ИСХОДНЫЙ ОТРЫВОК
==============================

Проза Бенецкого лирична и смешлива. Она сплавлена из акварельных юморесок, в которых увиденная героем повседневность — предметы, комнаты, привычные лица коллег — получают самое причудливое толкование.
2. Формальные пары
Василий НАГИБИН — Олег ЗОБЕРН: своеобразие в рамках традиции.
Этих авторов объединяет не слишком распространенная в среде нынешней писательской молодежи вписанность в литературную традицию. Ни эстетика, ни проблематика их рассказов не молодежны, на первый взгляд не новы. В то же время нельзя их отнести и к безликим подражателям “старшим”. Нагибин и Зоберн одинаковы своим исключительно отчетливым своеобразием, уже сейчас хорошо прорисованными художественными мирами.
Формально похожие, в смысловом отношении эти авторы чуть ли не противоположны.

==============================

ЗАДАНИЕ 1
Назовите всех писателей, упомянутых в отрывке о молодых прозаиках.
ЗАДАНИЕ 2
Напишите продолжение отрывка о молодых прозаиках, начав сразу после его последнего предложения.
Приведённый далее листинг здесь не используется.

СОХРАНЁННЫЕ ДАННЫЕ
==============================

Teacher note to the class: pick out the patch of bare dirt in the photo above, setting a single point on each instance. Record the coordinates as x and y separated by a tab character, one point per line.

==============================

РЕЗУЛЬТАТ ВЫПОЛНЕНИЯ 1
Бенецкий, Василий Нагибин, Олег Зоберн.

РЕЗУЛЬТАТ ВЫПОЛНЕНИЯ 2
Проза Нагибина — водяная. Его герои — это непознанные глуби, сами не ведающие своих психологических омутов и воронок. В рассказах Нагибина ничто не движется в твердом, ощутимом, земном смысле. Есть только переливы тончайших пластов эмоциональных волн, чувствительные ряби на колеблемых житейским ветром душах героев. Повседневность, реалии мира вокруг, дела и факты — все это в прозе Нагибина не объемный фон, а тонкая пластинка фабульного дна, над которым развивается настоящий сюжет: так, отключение телефона в “Стариках” оттеняет историю об одинокой, обреченной близости пожилой семейной пары, а проблема перемены места работы в “Усталости” заводит нас в притчевые глубины размышлений о несбыточности любых движений и перемен. Одиночество и статичность героев Нагибина в рамках его художественного мира смотрятся не как несчастье, а как необходимая основа их существования — обособленного, ориентированного на внутреннее осмысленное углубление, а не на бездумную внешнюю экспансию.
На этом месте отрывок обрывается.